## Objective
Your task is to repeat all of the data exactly while excluding the pictures.

─── Supplied material ───

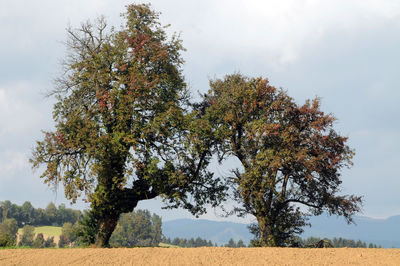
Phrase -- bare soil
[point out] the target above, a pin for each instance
(201, 256)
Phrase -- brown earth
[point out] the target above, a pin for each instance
(201, 256)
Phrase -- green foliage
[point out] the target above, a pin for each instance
(335, 242)
(63, 242)
(290, 155)
(49, 242)
(188, 243)
(28, 235)
(85, 229)
(124, 130)
(28, 215)
(8, 232)
(68, 232)
(138, 228)
(231, 244)
(39, 241)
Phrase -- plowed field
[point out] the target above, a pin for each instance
(201, 256)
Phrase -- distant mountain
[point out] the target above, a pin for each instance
(217, 232)
(385, 232)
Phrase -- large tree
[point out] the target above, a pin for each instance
(123, 129)
(290, 156)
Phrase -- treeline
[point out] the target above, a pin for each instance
(337, 242)
(26, 214)
(200, 242)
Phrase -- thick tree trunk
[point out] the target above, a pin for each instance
(105, 230)
(266, 236)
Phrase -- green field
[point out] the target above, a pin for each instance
(46, 230)
(164, 245)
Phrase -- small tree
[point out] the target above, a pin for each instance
(8, 232)
(63, 242)
(28, 235)
(231, 243)
(240, 244)
(49, 242)
(68, 231)
(39, 241)
(137, 228)
(290, 155)
(124, 132)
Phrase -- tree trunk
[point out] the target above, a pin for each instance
(106, 228)
(266, 237)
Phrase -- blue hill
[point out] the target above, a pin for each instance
(385, 232)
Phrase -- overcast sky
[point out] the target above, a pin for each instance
(346, 52)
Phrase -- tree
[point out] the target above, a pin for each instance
(28, 235)
(290, 155)
(63, 242)
(240, 244)
(68, 231)
(124, 132)
(28, 212)
(39, 241)
(231, 243)
(8, 232)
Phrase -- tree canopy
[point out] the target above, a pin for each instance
(124, 129)
(289, 154)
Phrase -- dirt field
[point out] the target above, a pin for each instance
(201, 256)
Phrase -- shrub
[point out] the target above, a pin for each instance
(63, 242)
(39, 241)
(28, 235)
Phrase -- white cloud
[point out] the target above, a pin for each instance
(11, 163)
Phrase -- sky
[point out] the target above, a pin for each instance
(345, 51)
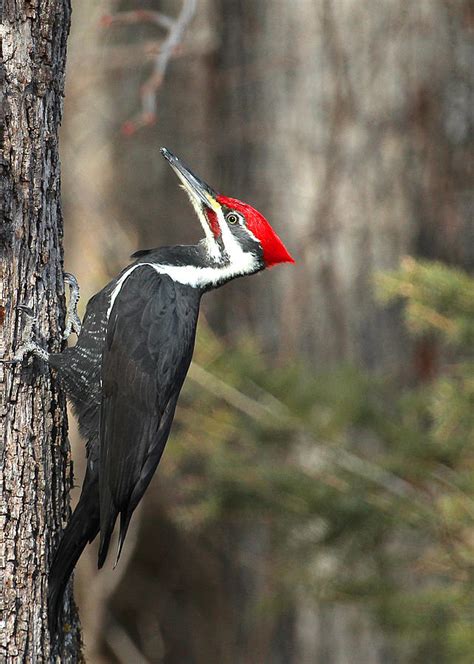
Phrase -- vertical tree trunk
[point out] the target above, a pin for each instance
(36, 469)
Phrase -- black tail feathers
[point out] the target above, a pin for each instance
(81, 529)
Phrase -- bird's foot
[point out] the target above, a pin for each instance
(29, 346)
(73, 322)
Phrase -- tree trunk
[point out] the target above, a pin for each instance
(36, 471)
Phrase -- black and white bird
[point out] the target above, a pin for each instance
(125, 373)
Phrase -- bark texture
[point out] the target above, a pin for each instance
(36, 472)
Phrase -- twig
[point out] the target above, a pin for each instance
(176, 29)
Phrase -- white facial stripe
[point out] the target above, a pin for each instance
(190, 275)
(211, 245)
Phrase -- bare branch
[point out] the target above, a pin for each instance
(169, 47)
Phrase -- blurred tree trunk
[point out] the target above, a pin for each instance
(36, 469)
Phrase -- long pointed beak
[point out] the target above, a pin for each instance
(194, 186)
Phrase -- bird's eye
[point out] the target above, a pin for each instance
(232, 218)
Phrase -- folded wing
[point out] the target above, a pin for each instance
(149, 345)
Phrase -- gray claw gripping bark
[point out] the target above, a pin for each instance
(73, 322)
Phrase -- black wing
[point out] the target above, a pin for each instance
(148, 349)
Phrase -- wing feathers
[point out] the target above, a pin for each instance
(149, 345)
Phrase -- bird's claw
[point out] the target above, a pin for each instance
(73, 322)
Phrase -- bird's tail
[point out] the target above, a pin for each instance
(81, 529)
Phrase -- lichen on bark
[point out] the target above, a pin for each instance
(35, 471)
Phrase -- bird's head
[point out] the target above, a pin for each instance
(237, 235)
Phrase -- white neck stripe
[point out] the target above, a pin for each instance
(191, 275)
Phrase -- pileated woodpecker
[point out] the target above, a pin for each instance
(127, 368)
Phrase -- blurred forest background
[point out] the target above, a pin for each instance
(315, 502)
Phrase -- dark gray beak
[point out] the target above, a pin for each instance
(193, 185)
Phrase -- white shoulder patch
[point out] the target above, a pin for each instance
(190, 275)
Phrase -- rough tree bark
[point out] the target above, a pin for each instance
(36, 468)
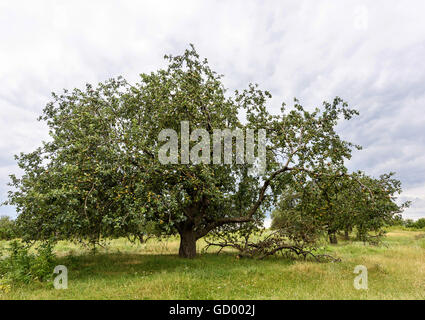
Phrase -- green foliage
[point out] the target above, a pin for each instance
(20, 265)
(7, 228)
(100, 176)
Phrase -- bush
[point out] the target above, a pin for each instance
(7, 228)
(419, 224)
(20, 265)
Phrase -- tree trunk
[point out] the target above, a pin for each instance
(187, 244)
(346, 234)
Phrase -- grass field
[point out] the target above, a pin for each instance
(396, 270)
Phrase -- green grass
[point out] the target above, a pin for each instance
(396, 270)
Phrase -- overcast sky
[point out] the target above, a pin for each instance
(371, 53)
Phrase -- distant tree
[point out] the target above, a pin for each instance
(100, 175)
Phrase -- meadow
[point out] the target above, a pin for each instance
(122, 270)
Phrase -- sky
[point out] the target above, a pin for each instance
(370, 53)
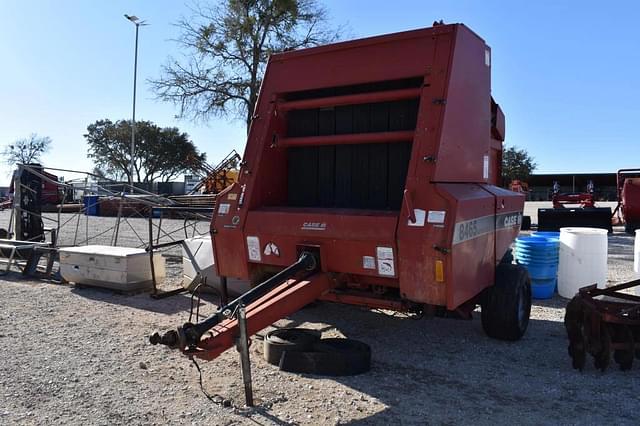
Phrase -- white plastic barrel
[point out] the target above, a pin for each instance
(636, 257)
(583, 259)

───

## Response below
Phrase -- bare soil
[point out] the target above, a pin for each instance
(201, 256)
Phrase -- brown earth
[point out] the target above, a pin for each instance
(201, 256)
Phrase -- green foliage
[point out] the target above, a pin for each instance
(335, 242)
(63, 242)
(290, 155)
(49, 242)
(188, 243)
(28, 235)
(85, 229)
(124, 130)
(28, 215)
(8, 232)
(68, 232)
(138, 228)
(231, 244)
(39, 241)
Phrase -- plowed field
[point out] the target above, a pin for each instance
(201, 256)
Phrase -- distant mountain
[point out] the target above, a pin for each instance
(217, 232)
(385, 232)
Phrase -- large tree
[point out] the target above, a pin for each instance
(123, 129)
(290, 156)
Phrase -- treeline
[point out] the target above, a pin for each instance
(337, 242)
(26, 214)
(200, 242)
Phrase -- thick tree trunk
[point out] the target above, a pin for each instance
(105, 230)
(266, 236)
Phrase -- green field
[point out] the target above, a pin for each instance
(46, 230)
(164, 245)
Phrase -- small tree
[point out] the target above, a pin for each instance
(8, 232)
(63, 242)
(28, 235)
(231, 243)
(240, 244)
(49, 242)
(68, 231)
(39, 241)
(137, 228)
(290, 155)
(124, 132)
Phrase -- tree trunk
[point out] the target above, a pin for each instance
(106, 228)
(266, 237)
Phrase -- blue hill
[point out] the target above, a pin for each instance
(385, 232)
Phrase -- overcast sky
[point out] the target above, a pin for each instance
(346, 52)
Phrase -- tree
[point out] the target above, a pin for each instance
(28, 235)
(290, 155)
(63, 242)
(240, 244)
(68, 231)
(124, 132)
(28, 212)
(39, 241)
(231, 243)
(8, 232)
Phrase -- tree canopy
[point out] the target above, a pin for each instance
(124, 129)
(289, 154)
Phrase -- dirt field
[point out] the target above, a pin for each instance
(201, 256)
Phrase -- shrub
[point out] the target above, a pin for each instance
(63, 242)
(39, 241)
(28, 235)
Phrase -- white cloud
[point out] the target above, a pin for each instance
(11, 163)
Phrase -- sky
[point out] the target above, a pin for each instance
(345, 51)
Phrase -- vertical tree trunk
[point out] the target above, a pin for each instance
(36, 469)
Phrase -- black tail feathers
[point out] the target above, a pin for each instance
(81, 529)
Phrase -- bird's foot
[point out] the target above, a pin for each instance
(29, 346)
(73, 322)
Phrase -- tree trunk
[point out] the target above, a pin for each instance
(36, 471)
Phrase -- black and white bird
[point out] the target above, a pin for each instance
(125, 373)
Phrase -- bark texture
[point out] the target above, a pin for each instance
(36, 472)
Phrase -- twig
[point out] the target above, a pin for each instance
(176, 29)
Phrase -- white facial stripe
[point out] the target above, a pin for each instance
(190, 275)
(211, 245)
Phrase -- bare branch
[point out] the target above, a pin for each instance
(169, 47)
Phrase -- blurred tree trunk
[point out] the target above, a pin for each instance
(36, 469)
Phrase -- long pointed beak
[point out] the target above, a pin for each instance
(194, 186)
Phrase -- bird's eye
[point out] the target above, a pin for each instance
(232, 218)
Phrase -- folded wing
[point out] the target above, a pin for each instance
(149, 345)
Phrase -- gray claw gripping bark
[point out] the target above, a pin for each instance
(73, 322)
Phrase -- black wing
[point out] the target above, a pin for each instance
(148, 349)
Phrase -- wing feathers
[point out] the target above, a pin for each instance
(149, 345)
Phrase -- bird's claw
[point out] the target above, a pin for each instance
(73, 322)
Phrase -- bird's tail
[point out] the target above, a pin for each instance
(81, 529)
Phrase -- lichen on bark
[point out] the target above, a pin for each instance
(35, 471)
Phrase -- bird's head
[point out] the target above, a pin for each instance
(237, 235)
Phrase -- white neck stripe
[point out] the target above, a pin for each instance
(191, 275)
Phrase -- pileated woodpecker
[point out] the target above, a pin for each instance
(127, 368)
Phrase -- blurred forest background
[point out] the target above, a pin for each instance
(315, 502)
Phrase -- dark gray beak
[point out] the target above, a pin for each instance
(193, 185)
Phrase -- white shoulder patch
[point out] the target above, a pin for each instance
(190, 275)
Phrase -- rough tree bark
[point out] the target above, a pin for each instance
(36, 468)
Phrase -- green foliage
[point out] the target above, a pin for each instance
(20, 265)
(7, 228)
(100, 176)
Phrase -- bush
[point out] the target above, a pin for each instance
(7, 228)
(419, 224)
(20, 265)
Phrase -- tree trunk
[point out] the target above, a pin for each instance
(187, 244)
(346, 234)
Phrase -- grass field
[point out] the target above, a pin for each instance
(396, 270)
Phrase -- green grass
[point out] the target above, a pin for each instance
(396, 270)
Phrase -- overcast sky
[point out] the target above, a pin for each instance
(371, 53)
Phrase -- distant tree
[point out] the target above, a pin for each instance
(100, 175)
Phrase -- meadow
[point out] the target above, a pin for each instance
(122, 270)
Phrase -- sky
[point out] the target above, a pin for each instance
(370, 53)
Phrase -- white plastic barrel
[point out] the target above, a pin for each instance
(636, 257)
(583, 259)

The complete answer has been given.